_Fragmento del texto_
###

El pueblo-niño (o el miedo de vivir en una guardería de millones de personas)
Es super fácil… o no, es super difícil.
Cualquier persona medianamente crítica consigo y con aquello que la rodea, entiende casi sin la necesidad de una gran explicación, que dado un problema a escala social, lo que termina siendo el problema es la sociedad misma en su incapacidad de gestionarlo.
Precisamente ahora, esto queda muy claro con la pandemia de la covid19: es más digna de miedo la sociedad que la padece que el virus que la provoca.
La clave de la contención -mientras le damos tiempo a los científicos a que desarrollen vacunas y tratamientos- es básica: distancia, mascarilla e higiene.
Se ha dicho, se dice y se dirá cientos de millones de veces en todo tipo de canal con todo tipo de mensajes, contenidos, tonos y registros: distancia, mascarilla e higiene.
No hay que ser super inteligente para performar las acciones que se demandan, no hay que estar especialmente informado, documentado ni educado, no hay que ser particularmente bondadoso, ni generoso, ni empático, no hay que ser rico, ni bello, ni simpático: sólo guardar la puta distancia, usar una puta mascarilla y lavarse las putas manos.
Pero… la sociedad.
¿Qué cabía esperar?
La respuesta masiva a algo en apariencia tan sencillo, es: “quiero salir”, “quiero ver a mis amigos”, “necesito un abrazo”, “voy, junto a otros como yo, de escondidas a un bar”, “participo de una reunión cuando ‘no se puede’ participar de reuniones”, “tomo sol cuando ‘no se puede’ tomar sol”, “me meto al mar cuando ’no se puede’ meterse al mar”, “salgo sin mascarilla”, “no guardo ninguna distancia”, “no me lavo las manos ni me llevo algo con qué higienizarlas” y un larguísimo etcétera, por no meternos ahora en cosas como “el gobierno se transforma en una tiranía”, “la pandemia es mentira”, “la debacle económica mundial tiene por objeto que sólo una industria -la farmacéutica-, eventualmente venda una vacuna”, y otras tantas burlas a la inteligencia.

###

_Material proporcionado_
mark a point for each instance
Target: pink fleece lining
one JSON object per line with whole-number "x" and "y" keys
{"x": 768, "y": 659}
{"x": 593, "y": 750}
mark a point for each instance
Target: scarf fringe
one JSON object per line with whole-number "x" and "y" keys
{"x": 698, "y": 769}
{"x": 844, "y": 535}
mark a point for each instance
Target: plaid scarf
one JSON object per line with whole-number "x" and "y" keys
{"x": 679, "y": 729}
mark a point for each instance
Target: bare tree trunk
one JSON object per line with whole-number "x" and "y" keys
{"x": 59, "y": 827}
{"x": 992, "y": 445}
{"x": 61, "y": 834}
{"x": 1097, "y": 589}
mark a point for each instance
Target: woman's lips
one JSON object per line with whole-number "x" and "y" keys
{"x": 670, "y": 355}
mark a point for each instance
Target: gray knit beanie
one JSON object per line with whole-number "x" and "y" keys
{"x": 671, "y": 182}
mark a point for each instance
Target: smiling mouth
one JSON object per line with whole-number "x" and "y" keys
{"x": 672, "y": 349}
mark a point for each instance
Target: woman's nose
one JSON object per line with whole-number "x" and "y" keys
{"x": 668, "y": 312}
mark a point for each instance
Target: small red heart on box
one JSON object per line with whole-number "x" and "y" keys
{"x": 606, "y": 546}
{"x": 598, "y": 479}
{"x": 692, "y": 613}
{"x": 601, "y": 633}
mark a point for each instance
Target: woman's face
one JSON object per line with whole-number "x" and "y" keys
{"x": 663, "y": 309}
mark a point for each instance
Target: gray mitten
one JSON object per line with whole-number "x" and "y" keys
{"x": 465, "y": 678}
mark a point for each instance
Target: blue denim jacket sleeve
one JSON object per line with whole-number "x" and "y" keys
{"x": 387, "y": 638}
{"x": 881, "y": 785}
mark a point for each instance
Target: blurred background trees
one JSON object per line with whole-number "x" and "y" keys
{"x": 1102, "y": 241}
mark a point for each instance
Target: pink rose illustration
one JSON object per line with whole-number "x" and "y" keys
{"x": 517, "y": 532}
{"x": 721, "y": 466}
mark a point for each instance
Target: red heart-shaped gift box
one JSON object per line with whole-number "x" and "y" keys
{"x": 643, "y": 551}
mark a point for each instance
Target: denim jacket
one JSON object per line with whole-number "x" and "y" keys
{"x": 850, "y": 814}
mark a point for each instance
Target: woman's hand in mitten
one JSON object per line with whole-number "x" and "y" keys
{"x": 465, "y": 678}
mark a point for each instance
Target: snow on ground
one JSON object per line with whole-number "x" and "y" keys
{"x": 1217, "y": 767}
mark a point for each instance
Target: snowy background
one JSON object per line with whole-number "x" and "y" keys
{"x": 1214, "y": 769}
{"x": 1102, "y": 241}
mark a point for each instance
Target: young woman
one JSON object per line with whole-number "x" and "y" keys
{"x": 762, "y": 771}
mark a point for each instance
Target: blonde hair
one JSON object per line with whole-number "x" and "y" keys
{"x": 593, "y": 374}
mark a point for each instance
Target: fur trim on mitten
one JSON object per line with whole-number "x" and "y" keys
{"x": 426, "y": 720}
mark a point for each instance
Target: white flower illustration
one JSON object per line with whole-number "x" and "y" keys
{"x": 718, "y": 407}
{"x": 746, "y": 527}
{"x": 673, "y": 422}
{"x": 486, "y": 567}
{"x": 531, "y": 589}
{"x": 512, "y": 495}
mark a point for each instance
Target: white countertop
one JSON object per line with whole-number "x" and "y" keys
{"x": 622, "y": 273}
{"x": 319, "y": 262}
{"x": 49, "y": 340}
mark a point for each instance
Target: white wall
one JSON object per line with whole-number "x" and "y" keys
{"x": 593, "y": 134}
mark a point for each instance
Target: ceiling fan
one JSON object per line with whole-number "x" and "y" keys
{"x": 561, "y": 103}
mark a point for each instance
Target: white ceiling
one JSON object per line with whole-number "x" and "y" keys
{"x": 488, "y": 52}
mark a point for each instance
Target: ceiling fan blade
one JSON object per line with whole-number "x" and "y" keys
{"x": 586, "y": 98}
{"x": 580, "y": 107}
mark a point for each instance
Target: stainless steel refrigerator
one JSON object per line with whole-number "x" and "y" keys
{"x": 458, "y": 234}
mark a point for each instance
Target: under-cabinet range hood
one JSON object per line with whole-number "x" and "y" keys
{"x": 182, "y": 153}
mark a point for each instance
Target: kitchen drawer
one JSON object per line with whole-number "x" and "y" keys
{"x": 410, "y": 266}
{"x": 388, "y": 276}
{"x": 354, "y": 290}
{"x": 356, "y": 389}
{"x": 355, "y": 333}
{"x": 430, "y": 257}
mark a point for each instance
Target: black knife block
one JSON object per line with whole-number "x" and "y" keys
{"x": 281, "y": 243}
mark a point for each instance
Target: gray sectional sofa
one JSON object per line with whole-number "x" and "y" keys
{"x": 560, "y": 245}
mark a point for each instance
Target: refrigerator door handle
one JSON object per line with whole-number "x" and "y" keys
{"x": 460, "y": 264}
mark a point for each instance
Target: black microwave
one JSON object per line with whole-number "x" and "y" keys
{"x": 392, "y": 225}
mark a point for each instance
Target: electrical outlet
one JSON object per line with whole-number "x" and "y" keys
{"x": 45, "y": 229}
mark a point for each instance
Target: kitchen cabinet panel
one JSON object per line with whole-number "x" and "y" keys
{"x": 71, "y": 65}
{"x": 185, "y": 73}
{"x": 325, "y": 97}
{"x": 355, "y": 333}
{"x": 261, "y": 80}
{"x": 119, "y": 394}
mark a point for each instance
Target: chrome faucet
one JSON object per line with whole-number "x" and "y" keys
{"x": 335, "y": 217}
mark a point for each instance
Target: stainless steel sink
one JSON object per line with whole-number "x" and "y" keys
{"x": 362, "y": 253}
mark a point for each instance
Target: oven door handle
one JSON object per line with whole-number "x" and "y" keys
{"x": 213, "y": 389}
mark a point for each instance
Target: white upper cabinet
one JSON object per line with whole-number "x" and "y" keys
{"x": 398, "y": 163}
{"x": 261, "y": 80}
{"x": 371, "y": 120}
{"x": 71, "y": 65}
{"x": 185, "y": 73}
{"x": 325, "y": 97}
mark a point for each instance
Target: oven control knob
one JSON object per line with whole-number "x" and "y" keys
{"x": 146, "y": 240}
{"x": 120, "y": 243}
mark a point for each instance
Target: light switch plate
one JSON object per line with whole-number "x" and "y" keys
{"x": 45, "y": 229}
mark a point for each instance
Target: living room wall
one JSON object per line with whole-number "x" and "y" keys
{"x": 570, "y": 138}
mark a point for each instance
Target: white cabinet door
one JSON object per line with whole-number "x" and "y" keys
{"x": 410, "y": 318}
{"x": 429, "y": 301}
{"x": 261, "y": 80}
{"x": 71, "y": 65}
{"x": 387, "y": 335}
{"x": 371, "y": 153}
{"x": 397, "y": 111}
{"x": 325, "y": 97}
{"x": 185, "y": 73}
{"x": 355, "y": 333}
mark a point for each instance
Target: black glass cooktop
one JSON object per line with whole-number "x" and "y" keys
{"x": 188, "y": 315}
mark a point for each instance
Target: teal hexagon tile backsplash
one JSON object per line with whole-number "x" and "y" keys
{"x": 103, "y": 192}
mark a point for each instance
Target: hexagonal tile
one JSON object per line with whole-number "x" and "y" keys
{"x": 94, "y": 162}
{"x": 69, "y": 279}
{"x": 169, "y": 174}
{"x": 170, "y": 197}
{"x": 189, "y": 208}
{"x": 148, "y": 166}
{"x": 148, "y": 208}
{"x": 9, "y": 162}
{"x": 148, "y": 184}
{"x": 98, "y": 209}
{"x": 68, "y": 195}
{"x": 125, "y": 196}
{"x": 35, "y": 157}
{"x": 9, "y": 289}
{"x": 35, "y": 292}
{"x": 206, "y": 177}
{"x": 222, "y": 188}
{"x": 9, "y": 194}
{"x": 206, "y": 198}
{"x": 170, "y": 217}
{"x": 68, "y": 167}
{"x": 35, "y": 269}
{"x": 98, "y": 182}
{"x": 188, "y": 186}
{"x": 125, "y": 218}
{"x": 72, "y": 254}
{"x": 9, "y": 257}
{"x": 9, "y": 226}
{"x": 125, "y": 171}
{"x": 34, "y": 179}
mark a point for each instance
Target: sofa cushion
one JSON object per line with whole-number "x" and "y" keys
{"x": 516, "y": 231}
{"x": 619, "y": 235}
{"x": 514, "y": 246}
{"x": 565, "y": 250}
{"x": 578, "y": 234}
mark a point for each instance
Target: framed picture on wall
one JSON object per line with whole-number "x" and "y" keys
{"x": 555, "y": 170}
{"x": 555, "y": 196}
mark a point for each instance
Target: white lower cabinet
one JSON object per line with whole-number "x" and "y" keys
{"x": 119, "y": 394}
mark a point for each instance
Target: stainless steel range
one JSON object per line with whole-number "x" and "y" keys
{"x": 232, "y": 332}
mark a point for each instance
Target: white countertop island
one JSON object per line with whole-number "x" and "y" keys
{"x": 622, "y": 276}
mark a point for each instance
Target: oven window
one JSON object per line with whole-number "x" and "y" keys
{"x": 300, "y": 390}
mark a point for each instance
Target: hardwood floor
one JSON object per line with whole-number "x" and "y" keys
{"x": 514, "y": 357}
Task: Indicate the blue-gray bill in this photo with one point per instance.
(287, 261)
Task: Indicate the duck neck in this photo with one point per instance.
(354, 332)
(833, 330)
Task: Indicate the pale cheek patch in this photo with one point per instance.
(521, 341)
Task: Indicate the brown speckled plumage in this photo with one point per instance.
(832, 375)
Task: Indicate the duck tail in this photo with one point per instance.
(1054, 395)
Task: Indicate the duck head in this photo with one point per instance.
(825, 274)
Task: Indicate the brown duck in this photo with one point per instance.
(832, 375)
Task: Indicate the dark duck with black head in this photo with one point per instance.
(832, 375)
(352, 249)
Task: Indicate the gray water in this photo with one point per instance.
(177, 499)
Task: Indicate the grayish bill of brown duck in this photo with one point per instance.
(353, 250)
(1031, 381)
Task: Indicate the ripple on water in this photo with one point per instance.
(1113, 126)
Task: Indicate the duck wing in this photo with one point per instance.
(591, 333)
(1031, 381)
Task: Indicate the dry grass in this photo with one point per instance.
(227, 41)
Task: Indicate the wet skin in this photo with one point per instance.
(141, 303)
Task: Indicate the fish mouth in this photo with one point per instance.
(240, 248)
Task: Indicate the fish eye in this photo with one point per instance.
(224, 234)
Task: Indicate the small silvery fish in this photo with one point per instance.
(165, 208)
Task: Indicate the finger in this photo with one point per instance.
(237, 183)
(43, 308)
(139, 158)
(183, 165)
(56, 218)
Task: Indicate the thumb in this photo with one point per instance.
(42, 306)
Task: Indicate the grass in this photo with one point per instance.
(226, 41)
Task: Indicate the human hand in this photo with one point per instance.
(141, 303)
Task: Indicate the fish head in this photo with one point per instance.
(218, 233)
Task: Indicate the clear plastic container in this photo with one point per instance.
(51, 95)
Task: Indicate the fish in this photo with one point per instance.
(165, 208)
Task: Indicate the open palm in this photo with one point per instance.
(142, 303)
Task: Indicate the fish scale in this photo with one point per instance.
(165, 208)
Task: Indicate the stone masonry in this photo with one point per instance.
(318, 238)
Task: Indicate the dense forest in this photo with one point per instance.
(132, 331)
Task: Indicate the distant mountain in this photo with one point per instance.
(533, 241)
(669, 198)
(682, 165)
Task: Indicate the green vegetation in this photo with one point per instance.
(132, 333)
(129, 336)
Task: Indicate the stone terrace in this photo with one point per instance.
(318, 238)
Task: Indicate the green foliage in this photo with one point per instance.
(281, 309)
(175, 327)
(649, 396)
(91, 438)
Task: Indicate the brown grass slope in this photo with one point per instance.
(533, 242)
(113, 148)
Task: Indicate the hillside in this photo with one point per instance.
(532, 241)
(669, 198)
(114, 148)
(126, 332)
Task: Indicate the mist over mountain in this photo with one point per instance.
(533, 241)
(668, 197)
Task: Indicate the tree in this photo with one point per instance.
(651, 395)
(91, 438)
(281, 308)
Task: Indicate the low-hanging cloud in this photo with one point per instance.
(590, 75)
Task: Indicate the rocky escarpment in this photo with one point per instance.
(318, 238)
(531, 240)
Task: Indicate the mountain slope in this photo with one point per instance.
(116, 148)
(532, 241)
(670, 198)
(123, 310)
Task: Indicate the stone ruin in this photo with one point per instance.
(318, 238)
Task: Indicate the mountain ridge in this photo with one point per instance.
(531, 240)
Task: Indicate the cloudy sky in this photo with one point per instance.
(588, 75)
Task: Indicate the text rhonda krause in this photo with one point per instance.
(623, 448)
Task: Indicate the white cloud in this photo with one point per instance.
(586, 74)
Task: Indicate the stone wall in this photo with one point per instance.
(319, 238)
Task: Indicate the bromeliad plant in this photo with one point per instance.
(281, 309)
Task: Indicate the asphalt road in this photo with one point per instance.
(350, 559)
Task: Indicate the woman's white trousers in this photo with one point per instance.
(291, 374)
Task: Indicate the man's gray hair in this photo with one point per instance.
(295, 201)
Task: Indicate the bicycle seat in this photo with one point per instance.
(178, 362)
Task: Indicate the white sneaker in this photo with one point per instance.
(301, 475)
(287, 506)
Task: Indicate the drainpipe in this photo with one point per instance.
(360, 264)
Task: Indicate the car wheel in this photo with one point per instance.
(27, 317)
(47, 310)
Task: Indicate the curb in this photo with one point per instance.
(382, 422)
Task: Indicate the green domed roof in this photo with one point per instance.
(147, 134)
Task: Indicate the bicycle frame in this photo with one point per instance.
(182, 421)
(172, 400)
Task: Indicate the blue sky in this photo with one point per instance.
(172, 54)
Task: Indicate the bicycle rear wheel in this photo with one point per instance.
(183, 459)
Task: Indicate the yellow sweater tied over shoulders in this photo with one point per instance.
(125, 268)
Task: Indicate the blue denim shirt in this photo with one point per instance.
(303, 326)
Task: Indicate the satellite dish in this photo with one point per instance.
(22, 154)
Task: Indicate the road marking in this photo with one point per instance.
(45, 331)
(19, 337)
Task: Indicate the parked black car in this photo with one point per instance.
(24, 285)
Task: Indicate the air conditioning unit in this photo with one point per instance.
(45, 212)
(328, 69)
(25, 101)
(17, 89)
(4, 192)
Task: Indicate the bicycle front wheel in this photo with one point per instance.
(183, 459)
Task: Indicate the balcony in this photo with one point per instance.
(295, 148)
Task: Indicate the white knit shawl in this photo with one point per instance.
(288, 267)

###

_Actividades_
1) Transcribe el tramo del texto sobre la pandemia y la sociedad que va desde "Precisamente ahora, esto" hasta "básica: distancia, mascarilla e higiene.".
2) Escribe la continuación del texto sobre la pandemia y la sociedad a partir de su última oración.
El material es independiente del texto sobre la pandemia y la sociedad.

_Respuestas_
1)
Precisamente ahora, esto queda muy claro con la pandemia de la covid19: es más digna de miedo la sociedad que la padece que el virus que la provoca.
La clave de la contención -mientras le damos tiempo a los científicos a que desarrollen vacunas y tratamientos- es básica: distancia, mascarilla e higiene.

2)
Si nos centramos en el primer grupo de reacciones, la explicación que encuentro para que esto se dé, es que somos parte de un pueblo-niño, de una sociedad de criaturas crecidas, con o sin trabajo, con o sin coche, con o sin tarjeta de crédito, pero con la necesidad intacta de una mamá y de un papá que nos digan lo que tenemos que hacer.
Cero responsabilidad para comprender el efecto social de las acciones personales, del impacto de cualquier idiotez mínima cuando se escala a un grupo enorme. Primero yo, segundo yo, tercero YO. Y si de casualidad registro a alguien más, lo hago DESDE MÍ… como los niños.
Entonces me pongo a pensar: ¿qué otro tipo de persona incentiva el sistema en el que vivimos, más que nenas y nenes envejecidos?
Francamente, no existe el interlocutor.
Si lo pensamos bien: ¿quién le dice a la gente -sobre ella misma- lo que necesita saber en lugar de lo que quiere escuchar?
¿Quién lo haría? ¿Qué actor de impacto social estaría dispuesto a pagar el costo de ser 100% honesto? ¿Quién renunciaría a las ventajas de halagar a quien mediante halagos actúa como necesita que actúe?
¿Por qué, conociendo el impacto del registro directo, está prohibido decir en televisión, mirando a cámara: “eh, ustedes, haciendo lo que hacen demuestran ser total, completa, plena y absolutamente idiotas”?
¿Acaso alguien cree que mantener al otro en la inmadurez e irresponsabilidad es respetarlo o cuidarlo? ¿Hacemos esto nosotros con quienes más queremos?
Está visto que un político jamás incomodará a la gente diciéndole estúpida cuando sea estúpida, como tampoco lo hará una marca, una monarquía, una organización social, un sector económico, una iglesia o cualquier otro actor que tenga una voz a escala social.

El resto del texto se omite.